- **How to complete this task**
Look through the material that follows and show every line with the string "facade".

- **Supplied information**
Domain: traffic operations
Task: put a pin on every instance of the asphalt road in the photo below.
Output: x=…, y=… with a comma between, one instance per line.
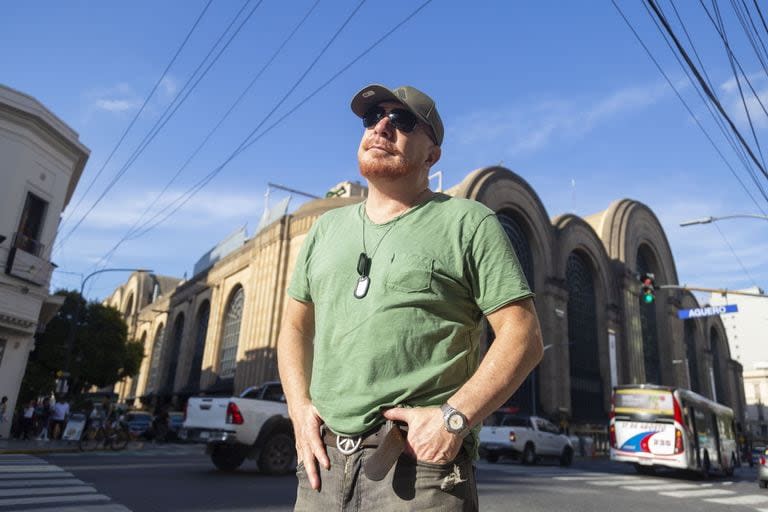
x=180, y=478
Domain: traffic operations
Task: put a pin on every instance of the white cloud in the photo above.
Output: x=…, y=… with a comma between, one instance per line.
x=116, y=105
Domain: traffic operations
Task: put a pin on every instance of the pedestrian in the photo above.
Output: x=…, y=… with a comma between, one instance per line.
x=59, y=417
x=28, y=420
x=383, y=323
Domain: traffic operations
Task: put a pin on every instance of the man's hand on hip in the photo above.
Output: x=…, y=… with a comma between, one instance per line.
x=310, y=448
x=428, y=441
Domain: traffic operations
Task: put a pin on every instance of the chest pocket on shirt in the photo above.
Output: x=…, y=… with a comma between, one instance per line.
x=410, y=273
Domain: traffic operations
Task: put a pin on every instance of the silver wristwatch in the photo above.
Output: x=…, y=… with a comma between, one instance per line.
x=454, y=421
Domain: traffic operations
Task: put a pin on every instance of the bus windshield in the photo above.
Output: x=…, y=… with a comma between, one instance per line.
x=643, y=403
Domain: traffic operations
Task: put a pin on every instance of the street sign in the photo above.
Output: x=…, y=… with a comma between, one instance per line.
x=685, y=314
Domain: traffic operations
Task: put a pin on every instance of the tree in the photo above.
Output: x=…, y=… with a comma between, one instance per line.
x=101, y=353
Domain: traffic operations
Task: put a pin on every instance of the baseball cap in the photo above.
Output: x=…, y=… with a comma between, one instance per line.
x=413, y=99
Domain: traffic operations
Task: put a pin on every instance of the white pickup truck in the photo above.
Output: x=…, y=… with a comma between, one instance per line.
x=528, y=438
x=254, y=425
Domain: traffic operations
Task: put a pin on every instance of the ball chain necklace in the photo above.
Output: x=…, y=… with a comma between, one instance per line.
x=364, y=261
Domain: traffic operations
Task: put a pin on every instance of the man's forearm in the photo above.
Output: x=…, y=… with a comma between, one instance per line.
x=515, y=351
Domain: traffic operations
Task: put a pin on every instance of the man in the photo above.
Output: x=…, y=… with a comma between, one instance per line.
x=383, y=325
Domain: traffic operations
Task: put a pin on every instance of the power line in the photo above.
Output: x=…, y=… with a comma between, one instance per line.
x=163, y=120
x=133, y=229
x=739, y=150
x=704, y=86
x=685, y=104
x=133, y=121
x=202, y=183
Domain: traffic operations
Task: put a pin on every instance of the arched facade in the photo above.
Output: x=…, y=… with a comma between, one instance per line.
x=584, y=271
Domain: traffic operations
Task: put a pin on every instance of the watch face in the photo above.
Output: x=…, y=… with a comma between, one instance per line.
x=455, y=422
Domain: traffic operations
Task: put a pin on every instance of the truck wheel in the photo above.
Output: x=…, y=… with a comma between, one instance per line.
x=227, y=458
x=278, y=455
x=529, y=455
x=567, y=456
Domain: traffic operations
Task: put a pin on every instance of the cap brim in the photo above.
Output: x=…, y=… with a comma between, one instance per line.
x=371, y=96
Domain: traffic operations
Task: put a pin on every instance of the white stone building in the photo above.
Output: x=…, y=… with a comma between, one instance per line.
x=747, y=338
x=41, y=161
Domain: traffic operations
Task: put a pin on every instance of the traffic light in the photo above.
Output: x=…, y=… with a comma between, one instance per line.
x=648, y=291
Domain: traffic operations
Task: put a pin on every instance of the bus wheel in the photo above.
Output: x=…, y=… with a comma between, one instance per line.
x=644, y=470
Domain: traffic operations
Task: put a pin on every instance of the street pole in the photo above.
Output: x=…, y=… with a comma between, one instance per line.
x=708, y=220
x=73, y=327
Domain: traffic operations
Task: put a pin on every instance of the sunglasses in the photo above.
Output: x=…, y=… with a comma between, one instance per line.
x=400, y=118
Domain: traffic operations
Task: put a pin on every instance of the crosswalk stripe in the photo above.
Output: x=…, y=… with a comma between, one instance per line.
x=5, y=493
x=27, y=476
x=109, y=507
x=749, y=499
x=667, y=487
x=702, y=493
x=39, y=483
x=30, y=469
x=6, y=502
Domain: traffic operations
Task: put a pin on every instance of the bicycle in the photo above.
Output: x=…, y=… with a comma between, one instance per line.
x=114, y=435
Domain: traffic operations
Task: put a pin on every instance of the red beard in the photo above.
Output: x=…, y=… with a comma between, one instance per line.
x=389, y=167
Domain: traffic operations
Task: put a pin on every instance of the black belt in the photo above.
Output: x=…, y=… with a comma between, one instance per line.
x=388, y=440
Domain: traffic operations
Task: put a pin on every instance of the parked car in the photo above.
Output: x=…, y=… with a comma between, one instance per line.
x=762, y=469
x=254, y=425
x=527, y=438
x=138, y=423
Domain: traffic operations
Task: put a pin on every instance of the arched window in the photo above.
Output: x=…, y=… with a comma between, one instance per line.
x=231, y=334
x=691, y=356
x=714, y=344
x=201, y=332
x=154, y=362
x=129, y=307
x=178, y=333
x=526, y=397
x=649, y=324
x=135, y=378
x=583, y=349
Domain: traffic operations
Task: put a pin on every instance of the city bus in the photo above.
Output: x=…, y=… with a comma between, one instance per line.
x=659, y=426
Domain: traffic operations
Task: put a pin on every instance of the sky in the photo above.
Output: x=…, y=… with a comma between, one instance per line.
x=562, y=93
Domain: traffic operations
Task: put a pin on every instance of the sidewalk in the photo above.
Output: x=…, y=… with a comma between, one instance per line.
x=9, y=446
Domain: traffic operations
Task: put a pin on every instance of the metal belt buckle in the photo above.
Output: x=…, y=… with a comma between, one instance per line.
x=348, y=445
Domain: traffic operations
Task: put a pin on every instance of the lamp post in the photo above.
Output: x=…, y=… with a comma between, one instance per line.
x=708, y=220
x=73, y=327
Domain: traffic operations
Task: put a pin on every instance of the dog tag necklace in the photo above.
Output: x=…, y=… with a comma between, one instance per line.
x=364, y=261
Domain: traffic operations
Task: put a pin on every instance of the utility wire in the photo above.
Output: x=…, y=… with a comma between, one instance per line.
x=133, y=229
x=133, y=121
x=202, y=183
x=731, y=58
x=751, y=33
x=705, y=87
x=161, y=122
x=740, y=153
x=685, y=104
x=736, y=256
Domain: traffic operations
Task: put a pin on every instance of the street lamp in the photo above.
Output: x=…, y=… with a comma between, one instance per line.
x=708, y=220
x=73, y=327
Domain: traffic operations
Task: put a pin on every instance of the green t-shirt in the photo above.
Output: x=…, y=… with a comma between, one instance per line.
x=413, y=339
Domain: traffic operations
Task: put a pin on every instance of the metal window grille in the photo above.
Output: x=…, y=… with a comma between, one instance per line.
x=231, y=335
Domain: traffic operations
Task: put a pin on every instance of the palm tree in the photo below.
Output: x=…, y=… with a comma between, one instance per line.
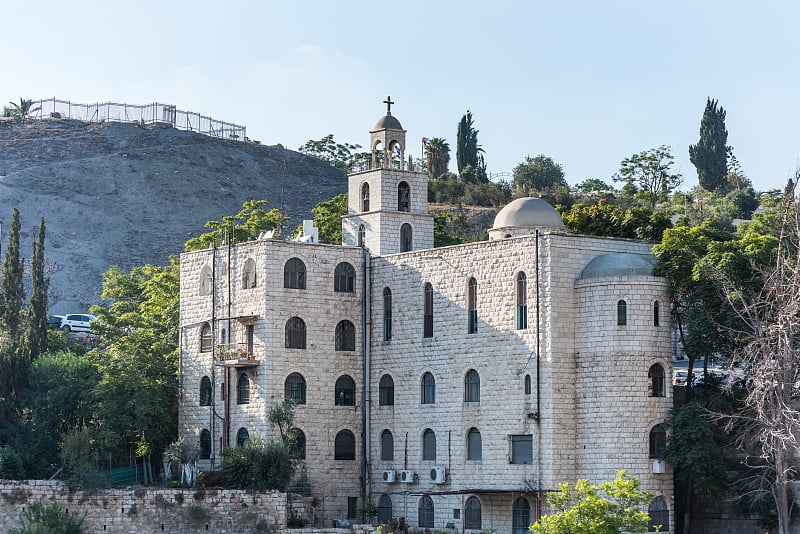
x=437, y=154
x=21, y=110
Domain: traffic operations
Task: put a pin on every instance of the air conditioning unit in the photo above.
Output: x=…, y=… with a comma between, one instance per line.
x=438, y=474
x=659, y=466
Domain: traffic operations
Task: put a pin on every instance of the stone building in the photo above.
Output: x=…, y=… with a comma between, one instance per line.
x=451, y=386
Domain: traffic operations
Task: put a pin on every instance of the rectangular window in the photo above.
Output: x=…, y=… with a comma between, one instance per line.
x=522, y=449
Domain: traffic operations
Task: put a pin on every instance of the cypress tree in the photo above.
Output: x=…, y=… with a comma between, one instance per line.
x=710, y=153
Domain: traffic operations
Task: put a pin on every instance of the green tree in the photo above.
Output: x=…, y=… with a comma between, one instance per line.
x=606, y=508
x=340, y=155
x=37, y=308
x=246, y=225
x=537, y=174
x=437, y=156
x=468, y=151
x=328, y=219
x=710, y=154
x=650, y=172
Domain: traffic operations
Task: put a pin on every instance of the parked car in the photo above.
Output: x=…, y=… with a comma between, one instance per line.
x=77, y=322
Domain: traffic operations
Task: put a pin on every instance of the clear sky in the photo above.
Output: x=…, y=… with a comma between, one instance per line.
x=586, y=83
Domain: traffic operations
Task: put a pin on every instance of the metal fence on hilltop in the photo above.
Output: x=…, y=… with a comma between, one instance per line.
x=155, y=113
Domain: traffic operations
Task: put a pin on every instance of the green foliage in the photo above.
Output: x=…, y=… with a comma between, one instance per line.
x=537, y=173
x=607, y=508
x=649, y=173
x=259, y=465
x=246, y=225
x=328, y=219
x=437, y=157
x=710, y=154
x=41, y=518
x=340, y=155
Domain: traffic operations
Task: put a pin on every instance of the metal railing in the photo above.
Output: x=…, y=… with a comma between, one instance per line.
x=147, y=114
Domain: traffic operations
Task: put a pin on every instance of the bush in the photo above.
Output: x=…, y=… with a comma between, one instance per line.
x=259, y=465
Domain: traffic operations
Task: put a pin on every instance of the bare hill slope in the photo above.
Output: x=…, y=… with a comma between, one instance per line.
x=123, y=194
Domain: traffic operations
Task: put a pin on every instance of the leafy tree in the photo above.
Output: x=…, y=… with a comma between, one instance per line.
x=606, y=508
x=468, y=151
x=437, y=156
x=21, y=110
x=538, y=173
x=328, y=219
x=340, y=155
x=710, y=154
x=650, y=173
x=37, y=308
x=246, y=225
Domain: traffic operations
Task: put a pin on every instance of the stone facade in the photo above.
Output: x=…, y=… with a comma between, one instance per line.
x=485, y=374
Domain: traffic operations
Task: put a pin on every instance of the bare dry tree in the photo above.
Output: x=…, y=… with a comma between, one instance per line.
x=768, y=341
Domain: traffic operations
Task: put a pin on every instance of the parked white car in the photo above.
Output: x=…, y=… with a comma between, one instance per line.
x=77, y=322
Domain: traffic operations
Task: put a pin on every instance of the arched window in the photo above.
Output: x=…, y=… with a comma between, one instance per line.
x=405, y=238
x=206, y=281
x=403, y=197
x=295, y=333
x=345, y=391
x=384, y=509
x=472, y=306
x=205, y=444
x=206, y=338
x=428, y=389
x=295, y=388
x=658, y=440
x=386, y=391
x=294, y=274
x=365, y=197
x=472, y=514
x=655, y=381
x=387, y=445
x=205, y=391
x=344, y=446
x=426, y=512
x=472, y=386
x=344, y=278
x=345, y=336
x=297, y=445
x=659, y=515
x=429, y=445
x=387, y=314
x=520, y=516
x=474, y=445
x=249, y=274
x=522, y=301
x=243, y=389
x=427, y=326
x=242, y=436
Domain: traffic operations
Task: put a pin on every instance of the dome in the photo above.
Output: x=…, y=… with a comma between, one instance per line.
x=617, y=264
x=388, y=123
x=528, y=211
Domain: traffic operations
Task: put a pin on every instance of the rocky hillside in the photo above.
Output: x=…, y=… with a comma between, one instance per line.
x=123, y=194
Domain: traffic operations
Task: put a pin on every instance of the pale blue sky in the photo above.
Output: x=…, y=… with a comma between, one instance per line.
x=586, y=83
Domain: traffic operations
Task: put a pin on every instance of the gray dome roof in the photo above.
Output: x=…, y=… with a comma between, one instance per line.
x=528, y=211
x=388, y=123
x=617, y=264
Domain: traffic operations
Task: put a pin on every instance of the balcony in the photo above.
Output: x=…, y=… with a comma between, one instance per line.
x=237, y=355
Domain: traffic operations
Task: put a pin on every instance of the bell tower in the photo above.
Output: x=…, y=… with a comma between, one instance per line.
x=387, y=207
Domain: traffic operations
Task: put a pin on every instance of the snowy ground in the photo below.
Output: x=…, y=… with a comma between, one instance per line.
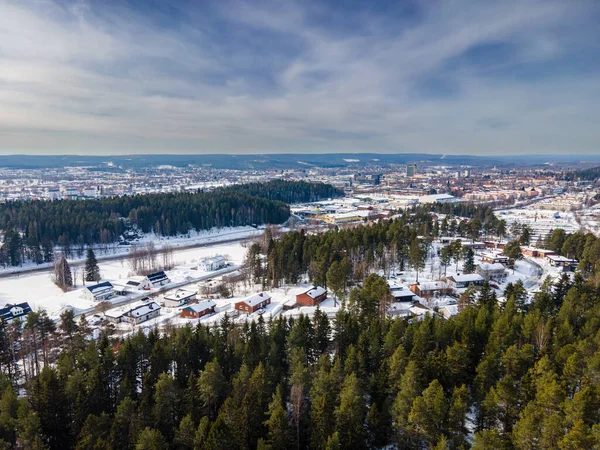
x=41, y=293
x=541, y=221
x=204, y=237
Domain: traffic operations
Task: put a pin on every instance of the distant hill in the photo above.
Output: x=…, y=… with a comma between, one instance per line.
x=590, y=174
x=277, y=161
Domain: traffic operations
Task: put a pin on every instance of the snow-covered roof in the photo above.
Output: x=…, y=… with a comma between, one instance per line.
x=465, y=278
x=180, y=294
x=143, y=308
x=257, y=298
x=558, y=258
x=201, y=306
x=491, y=266
x=99, y=288
x=315, y=292
x=402, y=293
x=213, y=260
x=449, y=310
x=432, y=285
x=157, y=276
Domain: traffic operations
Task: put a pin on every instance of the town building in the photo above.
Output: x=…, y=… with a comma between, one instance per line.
x=253, y=303
x=158, y=279
x=98, y=292
x=14, y=311
x=493, y=258
x=465, y=280
x=536, y=252
x=312, y=296
x=491, y=271
x=199, y=309
x=428, y=289
x=179, y=298
x=135, y=313
x=211, y=264
x=566, y=264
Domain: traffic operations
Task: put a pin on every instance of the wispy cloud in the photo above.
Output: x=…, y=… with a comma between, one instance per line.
x=270, y=76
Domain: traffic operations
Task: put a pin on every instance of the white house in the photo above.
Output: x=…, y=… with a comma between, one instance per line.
x=141, y=312
x=157, y=279
x=466, y=280
x=132, y=284
x=135, y=313
x=179, y=298
x=491, y=271
x=98, y=292
x=211, y=264
x=14, y=311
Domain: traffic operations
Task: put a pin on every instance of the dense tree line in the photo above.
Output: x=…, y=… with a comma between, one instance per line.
x=290, y=191
x=31, y=229
x=515, y=376
x=399, y=243
x=591, y=174
x=507, y=375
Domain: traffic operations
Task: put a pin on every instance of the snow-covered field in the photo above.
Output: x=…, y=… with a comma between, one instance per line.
x=41, y=293
x=204, y=237
x=540, y=221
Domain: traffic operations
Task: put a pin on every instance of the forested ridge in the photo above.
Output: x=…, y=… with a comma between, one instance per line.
x=518, y=377
x=590, y=174
x=32, y=228
x=499, y=375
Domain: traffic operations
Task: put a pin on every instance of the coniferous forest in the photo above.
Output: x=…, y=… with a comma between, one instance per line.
x=499, y=375
x=32, y=229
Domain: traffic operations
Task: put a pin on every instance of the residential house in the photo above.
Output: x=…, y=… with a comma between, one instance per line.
x=312, y=296
x=491, y=271
x=465, y=280
x=98, y=292
x=448, y=311
x=428, y=289
x=14, y=311
x=536, y=252
x=211, y=264
x=199, y=309
x=123, y=287
x=158, y=279
x=141, y=312
x=253, y=303
x=179, y=298
x=493, y=258
x=567, y=264
x=135, y=313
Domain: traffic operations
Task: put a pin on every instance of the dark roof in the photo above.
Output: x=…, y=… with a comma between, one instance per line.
x=7, y=315
x=157, y=276
x=99, y=286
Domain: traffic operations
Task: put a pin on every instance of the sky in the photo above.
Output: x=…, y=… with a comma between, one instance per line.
x=277, y=76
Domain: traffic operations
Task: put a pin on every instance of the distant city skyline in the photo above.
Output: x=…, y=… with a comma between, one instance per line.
x=256, y=77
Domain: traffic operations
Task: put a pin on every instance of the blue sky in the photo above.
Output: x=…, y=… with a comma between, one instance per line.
x=451, y=77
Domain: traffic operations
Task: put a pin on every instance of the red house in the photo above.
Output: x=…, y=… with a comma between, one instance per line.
x=312, y=297
x=198, y=310
x=253, y=303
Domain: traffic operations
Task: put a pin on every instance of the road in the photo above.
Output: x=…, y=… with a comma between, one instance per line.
x=126, y=299
x=47, y=268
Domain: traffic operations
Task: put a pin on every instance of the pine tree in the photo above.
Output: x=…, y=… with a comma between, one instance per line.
x=416, y=256
x=150, y=439
x=350, y=414
x=279, y=432
x=469, y=264
x=92, y=271
x=62, y=273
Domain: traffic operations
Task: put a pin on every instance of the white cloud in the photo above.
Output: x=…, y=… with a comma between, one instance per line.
x=275, y=77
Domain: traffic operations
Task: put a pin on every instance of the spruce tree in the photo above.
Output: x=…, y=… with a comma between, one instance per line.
x=92, y=271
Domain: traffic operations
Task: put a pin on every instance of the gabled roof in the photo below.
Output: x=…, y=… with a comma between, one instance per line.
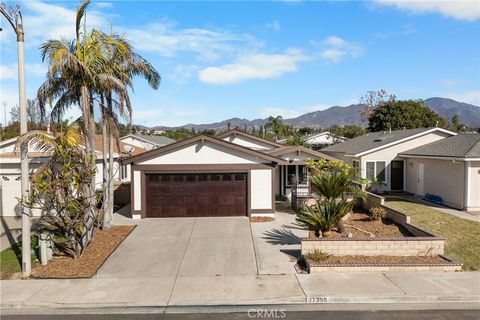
x=177, y=145
x=459, y=146
x=374, y=141
x=297, y=149
x=156, y=140
x=236, y=132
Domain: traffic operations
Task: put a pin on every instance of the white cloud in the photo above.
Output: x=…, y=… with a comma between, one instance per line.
x=274, y=25
x=254, y=66
x=164, y=38
x=448, y=83
x=287, y=113
x=336, y=48
x=462, y=10
x=10, y=71
x=472, y=97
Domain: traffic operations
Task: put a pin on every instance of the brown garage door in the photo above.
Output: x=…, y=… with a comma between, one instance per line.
x=196, y=195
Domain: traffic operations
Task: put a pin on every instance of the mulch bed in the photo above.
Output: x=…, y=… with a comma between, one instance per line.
x=261, y=219
x=384, y=228
x=380, y=260
x=103, y=245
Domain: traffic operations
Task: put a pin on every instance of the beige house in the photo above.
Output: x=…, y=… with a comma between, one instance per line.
x=448, y=168
x=232, y=174
x=377, y=157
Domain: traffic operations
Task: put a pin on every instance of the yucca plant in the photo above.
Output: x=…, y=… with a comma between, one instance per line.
x=324, y=215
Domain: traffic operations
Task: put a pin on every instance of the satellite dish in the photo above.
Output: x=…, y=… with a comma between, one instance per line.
x=128, y=148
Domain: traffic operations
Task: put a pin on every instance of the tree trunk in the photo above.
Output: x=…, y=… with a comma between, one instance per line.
x=89, y=188
x=105, y=201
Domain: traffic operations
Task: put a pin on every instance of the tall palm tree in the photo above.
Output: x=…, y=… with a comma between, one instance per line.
x=124, y=64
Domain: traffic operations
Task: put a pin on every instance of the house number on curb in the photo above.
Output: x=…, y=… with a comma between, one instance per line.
x=317, y=300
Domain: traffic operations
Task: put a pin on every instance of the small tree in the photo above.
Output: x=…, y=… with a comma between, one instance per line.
x=58, y=188
x=407, y=114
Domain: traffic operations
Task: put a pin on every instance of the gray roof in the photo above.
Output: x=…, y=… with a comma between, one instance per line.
x=459, y=146
x=372, y=140
x=157, y=140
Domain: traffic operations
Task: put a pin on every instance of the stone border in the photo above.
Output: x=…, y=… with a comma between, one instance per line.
x=448, y=265
x=421, y=243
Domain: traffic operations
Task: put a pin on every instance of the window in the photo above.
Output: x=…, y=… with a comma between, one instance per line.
x=356, y=169
x=376, y=171
x=302, y=174
x=291, y=175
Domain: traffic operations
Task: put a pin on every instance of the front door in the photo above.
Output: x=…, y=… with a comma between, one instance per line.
x=420, y=179
x=396, y=175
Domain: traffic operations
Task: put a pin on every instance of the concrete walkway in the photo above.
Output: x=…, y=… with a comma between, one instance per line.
x=406, y=287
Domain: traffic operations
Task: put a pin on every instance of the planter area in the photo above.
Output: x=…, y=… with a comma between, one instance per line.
x=389, y=244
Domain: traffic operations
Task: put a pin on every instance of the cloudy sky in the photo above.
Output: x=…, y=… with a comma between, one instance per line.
x=254, y=59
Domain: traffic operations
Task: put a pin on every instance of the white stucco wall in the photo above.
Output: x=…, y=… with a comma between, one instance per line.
x=261, y=189
x=444, y=178
x=248, y=142
x=391, y=153
x=474, y=186
x=137, y=191
x=204, y=153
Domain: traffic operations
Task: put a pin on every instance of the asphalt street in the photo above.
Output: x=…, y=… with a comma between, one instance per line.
x=272, y=314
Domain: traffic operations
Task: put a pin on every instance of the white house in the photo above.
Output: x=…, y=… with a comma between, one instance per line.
x=234, y=173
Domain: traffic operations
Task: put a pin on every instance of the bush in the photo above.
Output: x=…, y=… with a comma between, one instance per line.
x=317, y=255
x=324, y=215
x=378, y=213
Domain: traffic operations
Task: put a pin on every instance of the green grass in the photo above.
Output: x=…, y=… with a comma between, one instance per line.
x=462, y=237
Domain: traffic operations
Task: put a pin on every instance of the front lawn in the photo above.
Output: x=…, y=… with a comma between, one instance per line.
x=462, y=236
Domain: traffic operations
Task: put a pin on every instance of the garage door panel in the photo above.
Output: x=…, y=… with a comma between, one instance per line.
x=189, y=195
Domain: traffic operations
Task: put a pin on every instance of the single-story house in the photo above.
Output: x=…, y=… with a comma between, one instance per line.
x=377, y=155
x=234, y=173
x=448, y=168
x=10, y=184
x=323, y=139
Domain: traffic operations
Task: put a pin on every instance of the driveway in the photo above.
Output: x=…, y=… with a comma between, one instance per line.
x=184, y=247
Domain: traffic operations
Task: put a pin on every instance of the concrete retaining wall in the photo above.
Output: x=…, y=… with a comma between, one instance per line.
x=414, y=246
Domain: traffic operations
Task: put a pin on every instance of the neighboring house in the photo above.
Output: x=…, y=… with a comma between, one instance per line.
x=323, y=139
x=146, y=142
x=377, y=155
x=232, y=174
x=449, y=168
x=10, y=170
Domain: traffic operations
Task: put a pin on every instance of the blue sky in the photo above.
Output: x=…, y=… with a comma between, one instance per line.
x=254, y=59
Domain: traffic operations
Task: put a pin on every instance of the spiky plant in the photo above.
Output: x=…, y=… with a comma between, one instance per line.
x=324, y=215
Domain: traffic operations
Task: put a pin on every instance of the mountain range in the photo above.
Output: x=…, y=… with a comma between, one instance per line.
x=469, y=114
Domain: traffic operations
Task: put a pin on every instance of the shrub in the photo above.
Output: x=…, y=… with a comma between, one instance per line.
x=324, y=215
x=317, y=255
x=377, y=213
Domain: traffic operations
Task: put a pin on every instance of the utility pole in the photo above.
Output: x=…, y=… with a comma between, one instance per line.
x=14, y=17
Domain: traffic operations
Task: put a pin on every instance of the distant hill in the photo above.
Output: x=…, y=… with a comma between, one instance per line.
x=469, y=114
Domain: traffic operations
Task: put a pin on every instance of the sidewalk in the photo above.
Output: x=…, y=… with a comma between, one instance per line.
x=333, y=288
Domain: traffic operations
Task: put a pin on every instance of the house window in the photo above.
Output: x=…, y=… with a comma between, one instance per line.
x=302, y=175
x=291, y=173
x=376, y=170
x=356, y=169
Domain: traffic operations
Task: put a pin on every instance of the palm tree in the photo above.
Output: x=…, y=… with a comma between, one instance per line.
x=277, y=126
x=56, y=187
x=124, y=64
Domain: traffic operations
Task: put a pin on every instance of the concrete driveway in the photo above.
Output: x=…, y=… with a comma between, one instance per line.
x=184, y=247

- **Answer**
Task: put a pin on every instance of the arched facade in the photo above.
Task: put a pin on every instance of the stone facade in the photo above.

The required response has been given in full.